Region pointing data:
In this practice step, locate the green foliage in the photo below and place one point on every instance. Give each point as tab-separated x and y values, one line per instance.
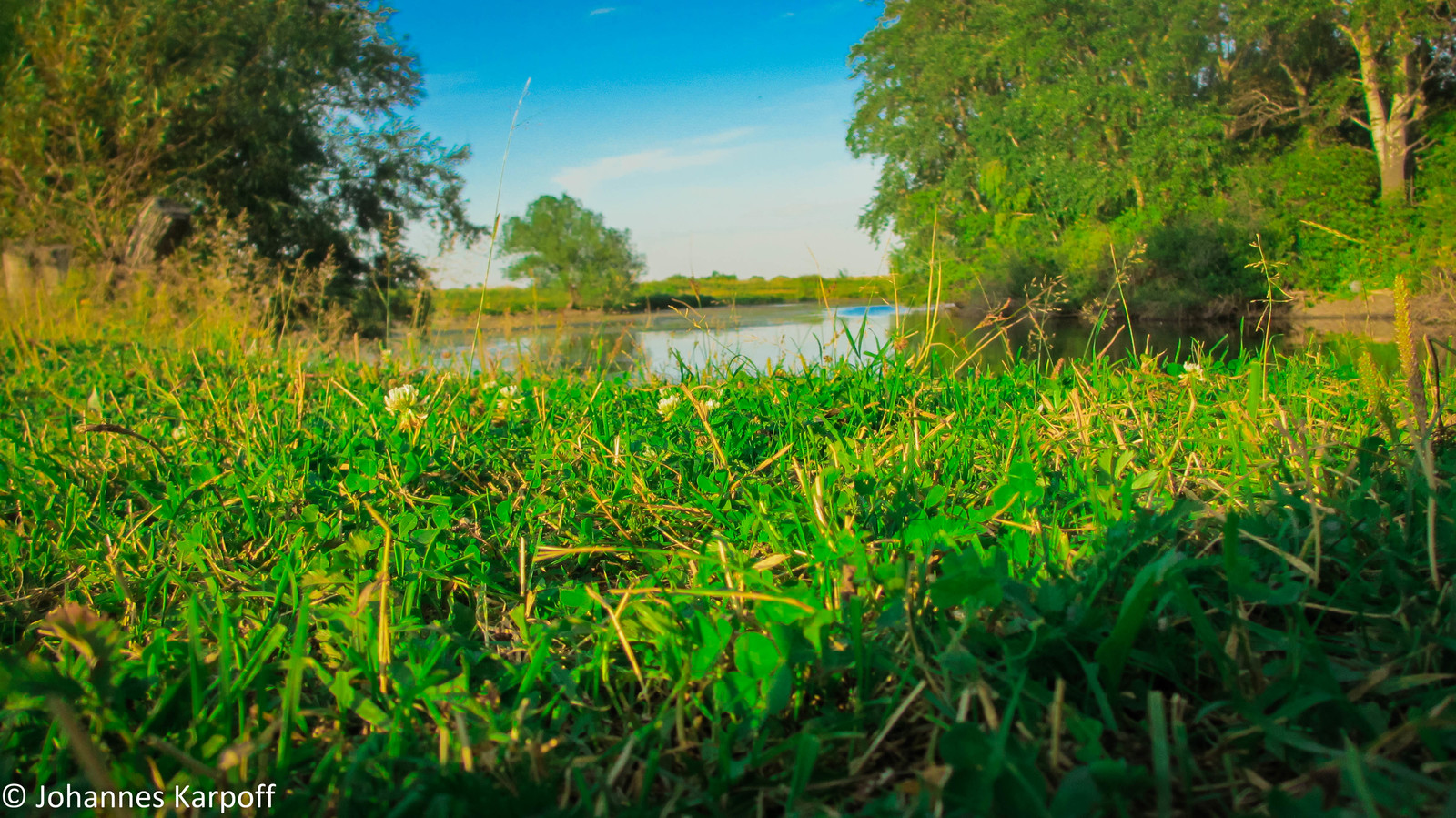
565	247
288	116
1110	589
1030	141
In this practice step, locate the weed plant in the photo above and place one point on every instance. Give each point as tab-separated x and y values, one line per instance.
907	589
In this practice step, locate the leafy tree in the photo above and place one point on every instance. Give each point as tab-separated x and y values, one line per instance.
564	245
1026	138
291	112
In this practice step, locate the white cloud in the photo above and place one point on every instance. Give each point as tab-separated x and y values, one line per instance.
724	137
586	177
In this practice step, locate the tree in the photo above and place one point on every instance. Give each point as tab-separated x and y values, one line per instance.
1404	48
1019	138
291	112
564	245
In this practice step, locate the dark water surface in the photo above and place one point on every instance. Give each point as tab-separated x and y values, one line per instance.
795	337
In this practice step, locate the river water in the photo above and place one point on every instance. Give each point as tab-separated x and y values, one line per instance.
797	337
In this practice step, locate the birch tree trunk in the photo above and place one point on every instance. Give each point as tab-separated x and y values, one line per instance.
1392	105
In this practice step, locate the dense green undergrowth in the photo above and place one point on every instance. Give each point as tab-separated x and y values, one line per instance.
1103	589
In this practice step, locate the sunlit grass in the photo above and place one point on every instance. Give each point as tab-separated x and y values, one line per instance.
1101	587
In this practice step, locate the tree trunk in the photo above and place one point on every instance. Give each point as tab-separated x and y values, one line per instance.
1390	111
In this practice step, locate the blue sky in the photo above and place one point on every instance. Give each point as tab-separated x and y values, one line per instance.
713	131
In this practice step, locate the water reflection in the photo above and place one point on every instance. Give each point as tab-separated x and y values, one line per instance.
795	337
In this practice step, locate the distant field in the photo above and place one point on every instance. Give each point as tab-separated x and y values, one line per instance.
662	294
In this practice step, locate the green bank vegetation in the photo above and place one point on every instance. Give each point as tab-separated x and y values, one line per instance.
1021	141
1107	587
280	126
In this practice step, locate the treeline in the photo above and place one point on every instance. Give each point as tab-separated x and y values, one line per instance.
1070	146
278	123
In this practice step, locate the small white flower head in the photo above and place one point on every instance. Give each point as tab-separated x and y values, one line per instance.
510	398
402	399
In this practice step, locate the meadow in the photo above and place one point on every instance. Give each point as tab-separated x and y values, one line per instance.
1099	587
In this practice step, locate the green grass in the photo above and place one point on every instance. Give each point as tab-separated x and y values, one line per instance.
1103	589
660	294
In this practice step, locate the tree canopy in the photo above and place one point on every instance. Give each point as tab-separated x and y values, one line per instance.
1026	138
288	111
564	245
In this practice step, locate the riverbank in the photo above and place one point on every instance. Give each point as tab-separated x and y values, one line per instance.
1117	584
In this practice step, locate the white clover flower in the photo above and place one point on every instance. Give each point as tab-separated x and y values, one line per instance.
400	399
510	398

The problem: Could you output every entry exactly as written, skipping the pictures?

Task output:
In this practice step, locate the green foliage in the photo below and place one point on every instance. Give each point as tab-separated x and y values, one line per instance.
565	247
288	116
1110	589
1030	141
In this practice step, locate the weed plant in the photo above and place one point on every instance. Give each point as tab-separated x and y values, one line per instance.
907	589
In this practice step, locate the leafy tree in the photo above and place one point on every instance. Give each point as tab-separated x and y values, one line per instance.
564	245
1026	138
291	112
In this practice step, locate the white cloud in the photo above and place one point on every instance. Give each point as tab-separated x and y values, one line per instance.
724	137
586	177
In this practice step, locate the tree in the photo above and place one point on every instance. Give each point as tab-separated x and y values, one line per instance.
1404	48
1019	138
291	112
564	245
In this practice step, locate the dark water surface in the photo above and place one point on every instance. Give each point as tab-separated x and y values, one line per instance.
795	337
In this practice step, locate the river water in the photo above and place one point on every instance. Give each point as tab-separated x and y values, one line per instance.
797	337
In this practice step, locate the birch tree trunk in the photo above and place one point on every instance. Give each point as tab-separated x and y values, one line per instance.
1392	105
In this practice step, locate the dense green undergrowth in the photo above and place one point on every instance. Give each point as tab-separated x and y values, one line per instance.
1103	589
In this practice step, locate the sunlit grass in the photo above and place one point on every instance. Give each point as tab-separated x and y values, one line per instance.
1101	587
In this practice step, locate the tree trunk in the photo above and place one point on every instance. Give each point as tab-separated x and y values, one line per instance.
1390	111
In this practice step, locate the blue sky in the photo above and place one point on every instance. Give each point as tab-separated x and y values, one line per instance.
713	131
In this practice step, locate the water reflection in the photo above and place one point on every instance. Give each point as tab-separated x and y values, one line per instance.
795	337
In this practice step, locate the distant field in the photo above and place one point on every instance. Give each point as tab-separated x and y values, one line per instance.
662	294
In this practice step, locate the green bank vegetation in the photo above and place one point on every instance. Give each point as tab-separated x and y values, one line per instance.
1021	141
1107	587
280	126
In this practice step, locate the treeline in the photo above and place one point on every instance. Give each point as tab-separated x and y values, one line per instance.
1070	146
278	123
In this practice step, locate the small white flower head in the photo above and place one point on every instance. Give each point as tab-separated x and y values, one line per instance.
510	398
402	399
In this practice step, locate the meadow in the photo above and place one point on every instance. Give each point as tab-separated x and y values, one line per instance.
1099	587
In this practice step, locate the green grass in the photo above and place one point on every instance. Give each point as tab-separated x and y values, one line per instance.
1103	589
660	294
In this practice step, locate the tree canopy in the photo above and place one point on every instance. Give each point as tab-separated x and y values, one line per instance.
1026	138
288	111
564	245
In this practice step, locate the riverbank in the photo above and place one point on every instance. Give each point as tab-separated x and y values, one line per instance.
1117	584
In this practice step, locate the white clover flower in the photo above and place one point on every instance. Give each point as tab-separated x and y values, one line per instance.
400	399
510	398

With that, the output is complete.